_REQUIRED TASK_:
Write out the material below as a JSON list of strings, with one string for each line and no blank lines. Leave the pictures out.

_DATASET EXCERPTS_:
════════════════

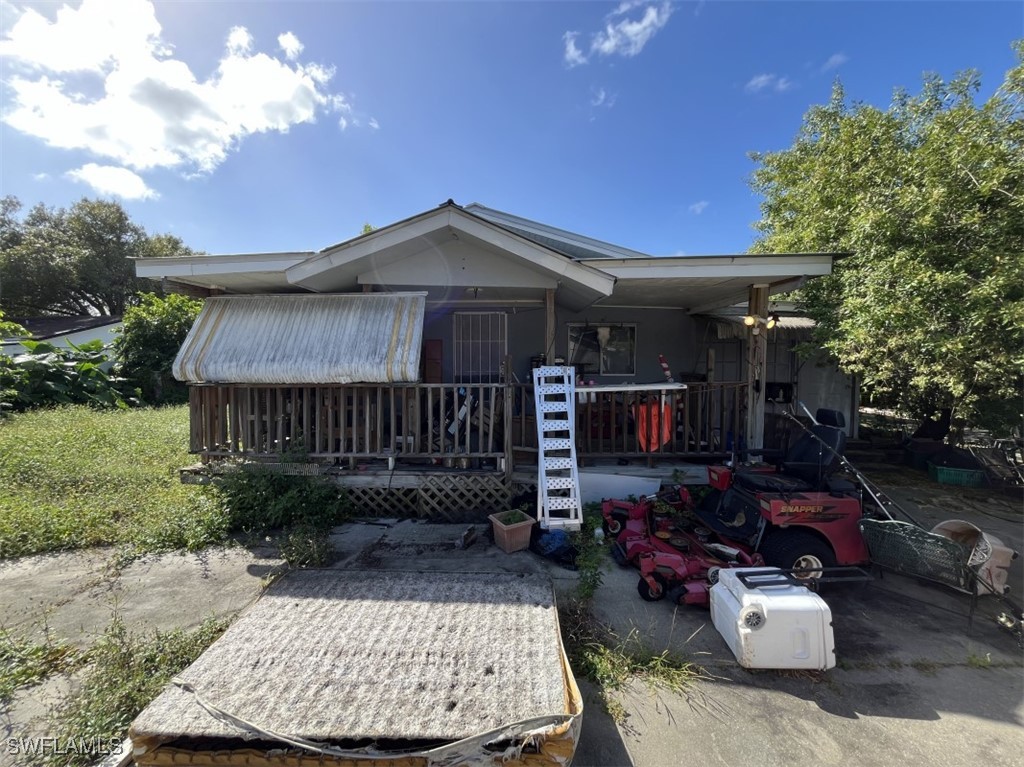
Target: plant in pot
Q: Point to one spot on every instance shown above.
(512, 529)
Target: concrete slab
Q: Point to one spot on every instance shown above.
(76, 594)
(912, 685)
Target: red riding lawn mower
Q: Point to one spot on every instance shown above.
(795, 514)
(803, 516)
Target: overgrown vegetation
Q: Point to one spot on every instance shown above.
(258, 499)
(611, 662)
(24, 663)
(126, 672)
(150, 338)
(74, 477)
(592, 554)
(48, 375)
(927, 198)
(74, 261)
(594, 650)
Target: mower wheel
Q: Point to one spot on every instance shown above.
(613, 526)
(619, 554)
(796, 549)
(647, 593)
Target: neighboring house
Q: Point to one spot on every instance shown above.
(414, 344)
(62, 331)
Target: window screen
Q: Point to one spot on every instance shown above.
(480, 346)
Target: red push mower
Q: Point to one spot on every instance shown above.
(673, 560)
(804, 517)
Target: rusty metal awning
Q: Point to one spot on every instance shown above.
(304, 339)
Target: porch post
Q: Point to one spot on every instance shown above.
(549, 325)
(757, 343)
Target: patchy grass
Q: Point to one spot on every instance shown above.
(126, 672)
(75, 477)
(24, 664)
(611, 663)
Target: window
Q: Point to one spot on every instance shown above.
(603, 349)
(480, 346)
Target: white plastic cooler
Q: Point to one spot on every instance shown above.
(771, 622)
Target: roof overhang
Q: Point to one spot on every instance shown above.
(702, 283)
(450, 248)
(304, 339)
(243, 272)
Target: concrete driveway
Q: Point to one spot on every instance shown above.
(912, 685)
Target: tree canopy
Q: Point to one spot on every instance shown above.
(148, 340)
(75, 261)
(927, 198)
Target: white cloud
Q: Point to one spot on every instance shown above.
(625, 34)
(108, 179)
(762, 82)
(146, 109)
(627, 37)
(239, 40)
(835, 61)
(291, 45)
(573, 56)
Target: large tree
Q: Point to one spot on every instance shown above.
(927, 198)
(74, 261)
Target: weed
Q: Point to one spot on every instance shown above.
(925, 666)
(610, 663)
(591, 556)
(259, 498)
(979, 662)
(125, 674)
(307, 545)
(76, 477)
(24, 664)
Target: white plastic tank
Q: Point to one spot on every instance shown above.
(769, 621)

════════════════

_SOLVED PROBLEM_:
[
  "Target: plant in pot",
  "Q: Point to one spot on every instance shown above.",
  "(512, 529)",
  "Target: concrete slab",
  "Q: Point to one spot on every instance shown above.",
  "(76, 594)",
  "(912, 685)",
  "Target: red riding lawn mower",
  "Q: Point to one spot on every instance shown above.",
  "(795, 514)",
  "(803, 516)",
  "Target: overgrown vegetation",
  "Q: Point to one spot on every instance shown above.",
  "(258, 499)",
  "(611, 662)",
  "(24, 663)",
  "(126, 672)",
  "(150, 338)",
  "(74, 477)",
  "(592, 554)",
  "(48, 375)",
  "(927, 198)",
  "(74, 261)",
  "(594, 650)",
  "Target: mower wheel",
  "Q: Point to one spot on every instance shown above.",
  "(613, 526)",
  "(619, 554)",
  "(796, 549)",
  "(647, 593)",
  "Target: neighboring house",
  "Q: Point to one spot on every instance shown above.",
  "(414, 344)",
  "(62, 331)",
  "Target: window screen",
  "Q: Point to one spot on every instance shown above.",
  "(480, 346)",
  "Target: red push mower",
  "Q: Point to one spot on every instance shown above.",
  "(673, 560)",
  "(804, 517)",
  "Target: rusty metal awning",
  "Q: Point to one spot on every instance shown above.",
  "(304, 339)",
  "Target: porch post",
  "Q: Point to one spot on every instance shown above.",
  "(549, 325)",
  "(757, 343)",
  "Target: patchy grass",
  "Q: Point to one spot on every instance shown above.",
  "(126, 672)",
  "(75, 477)",
  "(24, 664)",
  "(611, 663)",
  "Target: window",
  "Q: Point to one spot on every instance shown above.",
  "(603, 349)",
  "(480, 346)",
  "Target: white plastic cooler",
  "Q: Point to one spot on every instance shown above.",
  "(771, 622)",
  "Target: roof overhang",
  "Q: Point to one spot on every instance shown above.",
  "(702, 283)",
  "(450, 248)",
  "(304, 339)",
  "(243, 272)",
  "Target: concrete driveway",
  "Q: Point to one spot on every instance shown above.",
  "(912, 685)",
  "Target: tree canopy",
  "Q: Point to one spot on every instance shown above.",
  "(148, 340)",
  "(75, 261)",
  "(927, 198)",
  "Target: white cloud",
  "Q: Point to one spot on every instance shown above.",
  "(625, 34)",
  "(108, 179)",
  "(762, 82)",
  "(146, 109)",
  "(627, 37)",
  "(239, 40)",
  "(835, 61)",
  "(291, 45)",
  "(573, 56)",
  "Target: large tree",
  "Q: Point to one spot on every instance shown above.",
  "(927, 198)",
  "(74, 261)",
  "Target: weed",
  "Q: Point to one spot on every instance shown above.",
  "(925, 666)",
  "(610, 663)",
  "(591, 556)",
  "(259, 498)",
  "(979, 662)",
  "(125, 674)",
  "(307, 545)",
  "(76, 477)",
  "(24, 664)",
  "Target: white plastic tank",
  "Q: Point to one spot on every instance shown above.",
  "(769, 621)"
]